[START Provided material]

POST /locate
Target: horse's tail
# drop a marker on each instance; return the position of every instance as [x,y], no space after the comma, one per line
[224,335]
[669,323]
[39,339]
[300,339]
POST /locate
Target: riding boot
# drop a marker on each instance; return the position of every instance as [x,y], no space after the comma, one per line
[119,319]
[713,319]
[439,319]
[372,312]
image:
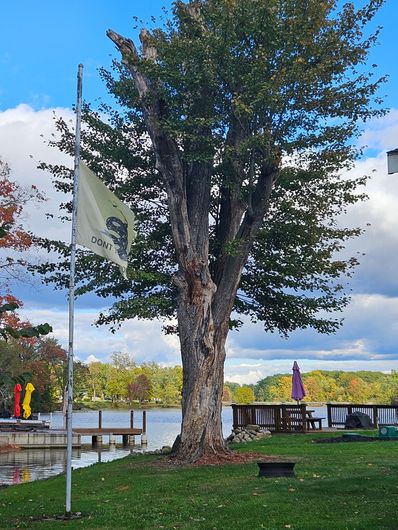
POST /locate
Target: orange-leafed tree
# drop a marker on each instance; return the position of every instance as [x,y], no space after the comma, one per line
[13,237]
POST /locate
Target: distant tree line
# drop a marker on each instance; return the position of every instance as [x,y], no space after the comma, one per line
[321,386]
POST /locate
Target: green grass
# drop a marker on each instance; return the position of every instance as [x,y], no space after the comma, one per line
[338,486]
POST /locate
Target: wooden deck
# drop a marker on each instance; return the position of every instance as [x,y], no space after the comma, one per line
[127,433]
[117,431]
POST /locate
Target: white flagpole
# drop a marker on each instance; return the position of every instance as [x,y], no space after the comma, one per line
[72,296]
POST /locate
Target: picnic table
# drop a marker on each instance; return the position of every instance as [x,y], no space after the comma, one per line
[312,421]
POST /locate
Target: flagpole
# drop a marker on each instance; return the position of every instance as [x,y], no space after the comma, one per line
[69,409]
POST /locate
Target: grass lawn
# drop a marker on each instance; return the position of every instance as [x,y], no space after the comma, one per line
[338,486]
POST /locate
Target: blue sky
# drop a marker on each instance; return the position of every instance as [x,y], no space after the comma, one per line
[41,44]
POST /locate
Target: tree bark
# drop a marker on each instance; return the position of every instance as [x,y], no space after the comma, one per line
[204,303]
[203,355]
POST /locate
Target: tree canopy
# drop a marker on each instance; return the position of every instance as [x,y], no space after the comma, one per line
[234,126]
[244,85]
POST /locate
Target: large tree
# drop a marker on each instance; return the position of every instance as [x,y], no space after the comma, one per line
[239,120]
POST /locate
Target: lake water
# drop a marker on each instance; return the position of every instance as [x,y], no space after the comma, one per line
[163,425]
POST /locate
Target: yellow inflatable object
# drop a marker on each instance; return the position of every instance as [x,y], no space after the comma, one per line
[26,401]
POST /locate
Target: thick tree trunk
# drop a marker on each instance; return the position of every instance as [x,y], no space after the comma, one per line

[END Provided material]
[START Provided material]

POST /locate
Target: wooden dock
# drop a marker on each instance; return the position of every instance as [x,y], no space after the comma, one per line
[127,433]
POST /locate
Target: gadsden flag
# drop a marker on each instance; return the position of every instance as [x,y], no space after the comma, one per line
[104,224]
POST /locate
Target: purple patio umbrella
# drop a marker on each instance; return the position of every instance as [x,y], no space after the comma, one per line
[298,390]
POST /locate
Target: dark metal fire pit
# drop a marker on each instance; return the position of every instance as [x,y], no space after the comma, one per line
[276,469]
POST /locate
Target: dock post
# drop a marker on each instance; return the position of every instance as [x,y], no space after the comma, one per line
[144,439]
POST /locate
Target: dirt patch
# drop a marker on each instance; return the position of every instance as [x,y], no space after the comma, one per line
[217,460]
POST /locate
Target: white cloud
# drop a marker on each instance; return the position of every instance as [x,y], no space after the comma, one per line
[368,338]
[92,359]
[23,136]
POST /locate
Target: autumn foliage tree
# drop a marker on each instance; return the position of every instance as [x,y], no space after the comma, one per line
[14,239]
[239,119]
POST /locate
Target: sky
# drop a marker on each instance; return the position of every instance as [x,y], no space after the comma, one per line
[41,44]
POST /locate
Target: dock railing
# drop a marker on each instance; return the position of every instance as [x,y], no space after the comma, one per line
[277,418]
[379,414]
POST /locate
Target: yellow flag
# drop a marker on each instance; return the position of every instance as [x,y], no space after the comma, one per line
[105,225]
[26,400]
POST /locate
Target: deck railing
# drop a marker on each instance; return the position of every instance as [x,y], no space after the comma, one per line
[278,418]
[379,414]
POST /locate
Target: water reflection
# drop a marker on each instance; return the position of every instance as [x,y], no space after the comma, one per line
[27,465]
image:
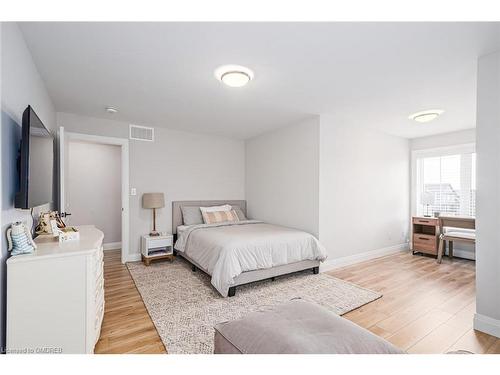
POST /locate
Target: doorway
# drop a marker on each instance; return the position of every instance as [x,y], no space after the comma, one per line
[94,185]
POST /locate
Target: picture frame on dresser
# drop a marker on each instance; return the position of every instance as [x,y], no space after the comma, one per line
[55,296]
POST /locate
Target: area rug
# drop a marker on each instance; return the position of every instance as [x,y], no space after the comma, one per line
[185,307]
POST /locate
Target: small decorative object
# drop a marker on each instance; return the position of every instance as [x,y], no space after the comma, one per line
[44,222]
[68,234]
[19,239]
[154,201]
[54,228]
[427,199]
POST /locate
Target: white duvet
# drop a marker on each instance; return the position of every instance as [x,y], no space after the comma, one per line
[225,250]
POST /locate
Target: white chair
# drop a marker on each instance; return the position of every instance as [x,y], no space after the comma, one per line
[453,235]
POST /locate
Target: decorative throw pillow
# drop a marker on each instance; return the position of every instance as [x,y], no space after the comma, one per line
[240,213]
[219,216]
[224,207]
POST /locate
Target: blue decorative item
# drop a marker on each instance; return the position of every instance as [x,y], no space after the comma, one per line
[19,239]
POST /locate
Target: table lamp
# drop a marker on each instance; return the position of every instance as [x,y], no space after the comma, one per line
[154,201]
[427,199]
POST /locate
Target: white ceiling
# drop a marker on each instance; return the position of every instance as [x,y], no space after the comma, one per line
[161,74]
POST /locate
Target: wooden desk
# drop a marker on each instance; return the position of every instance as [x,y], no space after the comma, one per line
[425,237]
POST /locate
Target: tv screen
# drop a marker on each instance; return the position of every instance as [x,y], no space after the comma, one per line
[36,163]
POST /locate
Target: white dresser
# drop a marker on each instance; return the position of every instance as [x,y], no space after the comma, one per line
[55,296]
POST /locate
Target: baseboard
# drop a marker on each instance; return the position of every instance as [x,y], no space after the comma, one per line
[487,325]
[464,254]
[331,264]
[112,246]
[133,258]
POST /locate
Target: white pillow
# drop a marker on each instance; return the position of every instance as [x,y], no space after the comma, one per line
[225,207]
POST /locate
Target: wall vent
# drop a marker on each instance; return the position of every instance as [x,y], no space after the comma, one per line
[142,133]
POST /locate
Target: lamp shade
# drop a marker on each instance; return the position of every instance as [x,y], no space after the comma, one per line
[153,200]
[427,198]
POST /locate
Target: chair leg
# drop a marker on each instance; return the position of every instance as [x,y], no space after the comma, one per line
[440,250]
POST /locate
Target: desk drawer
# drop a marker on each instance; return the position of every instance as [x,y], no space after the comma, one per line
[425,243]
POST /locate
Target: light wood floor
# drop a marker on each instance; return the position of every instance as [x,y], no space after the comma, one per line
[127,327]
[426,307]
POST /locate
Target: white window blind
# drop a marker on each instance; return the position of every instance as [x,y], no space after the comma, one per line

[END Provided material]
[START Provided material]

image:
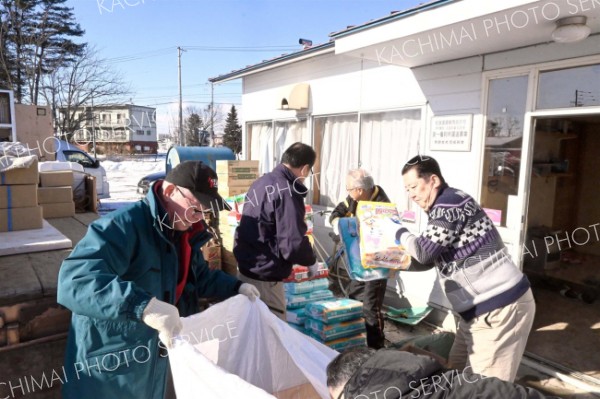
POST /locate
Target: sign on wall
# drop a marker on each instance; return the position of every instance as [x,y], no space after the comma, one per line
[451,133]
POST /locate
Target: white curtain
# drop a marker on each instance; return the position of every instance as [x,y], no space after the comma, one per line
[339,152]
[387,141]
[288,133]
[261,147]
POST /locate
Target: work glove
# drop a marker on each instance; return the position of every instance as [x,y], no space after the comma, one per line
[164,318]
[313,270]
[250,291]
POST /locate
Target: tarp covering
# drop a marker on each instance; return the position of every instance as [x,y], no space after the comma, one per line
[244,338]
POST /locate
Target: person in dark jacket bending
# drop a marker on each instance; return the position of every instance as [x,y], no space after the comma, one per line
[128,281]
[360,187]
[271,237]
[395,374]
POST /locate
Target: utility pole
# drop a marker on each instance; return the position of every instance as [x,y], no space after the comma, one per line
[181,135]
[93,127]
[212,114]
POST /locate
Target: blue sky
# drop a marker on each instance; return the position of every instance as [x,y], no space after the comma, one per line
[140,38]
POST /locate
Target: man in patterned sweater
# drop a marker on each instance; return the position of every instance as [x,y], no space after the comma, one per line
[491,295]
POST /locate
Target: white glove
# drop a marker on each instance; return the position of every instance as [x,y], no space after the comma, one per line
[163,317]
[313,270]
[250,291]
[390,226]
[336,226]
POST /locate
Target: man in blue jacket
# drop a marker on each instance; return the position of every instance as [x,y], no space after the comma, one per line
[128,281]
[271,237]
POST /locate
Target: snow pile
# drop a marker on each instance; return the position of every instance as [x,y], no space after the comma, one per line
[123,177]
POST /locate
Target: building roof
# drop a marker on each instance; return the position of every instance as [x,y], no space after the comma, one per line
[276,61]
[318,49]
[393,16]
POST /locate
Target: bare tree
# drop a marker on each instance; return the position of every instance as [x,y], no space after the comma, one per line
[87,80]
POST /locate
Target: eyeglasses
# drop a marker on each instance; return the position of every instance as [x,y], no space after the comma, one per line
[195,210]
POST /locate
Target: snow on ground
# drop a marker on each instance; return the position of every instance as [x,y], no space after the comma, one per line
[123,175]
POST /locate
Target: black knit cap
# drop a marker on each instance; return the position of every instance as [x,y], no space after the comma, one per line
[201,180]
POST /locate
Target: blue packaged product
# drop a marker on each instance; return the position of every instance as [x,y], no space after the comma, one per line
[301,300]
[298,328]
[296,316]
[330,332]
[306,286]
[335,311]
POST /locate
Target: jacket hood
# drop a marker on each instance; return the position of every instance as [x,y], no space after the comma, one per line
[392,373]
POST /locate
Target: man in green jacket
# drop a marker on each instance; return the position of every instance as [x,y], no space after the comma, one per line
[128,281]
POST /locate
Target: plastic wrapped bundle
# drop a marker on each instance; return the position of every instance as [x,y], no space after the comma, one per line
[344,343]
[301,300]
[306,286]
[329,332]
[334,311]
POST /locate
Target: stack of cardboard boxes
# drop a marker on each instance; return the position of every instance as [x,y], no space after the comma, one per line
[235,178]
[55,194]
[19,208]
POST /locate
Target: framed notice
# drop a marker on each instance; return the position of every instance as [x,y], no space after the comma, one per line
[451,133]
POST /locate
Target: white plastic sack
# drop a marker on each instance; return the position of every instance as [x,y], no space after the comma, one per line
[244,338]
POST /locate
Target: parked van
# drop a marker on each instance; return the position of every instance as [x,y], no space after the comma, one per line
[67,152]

[END Provided material]

Which lines in the listing above contain the string "pillow"? Gather every one of them, treating uppercase and lowercase as different.

Target: decorative throw pillow
Target: white pillow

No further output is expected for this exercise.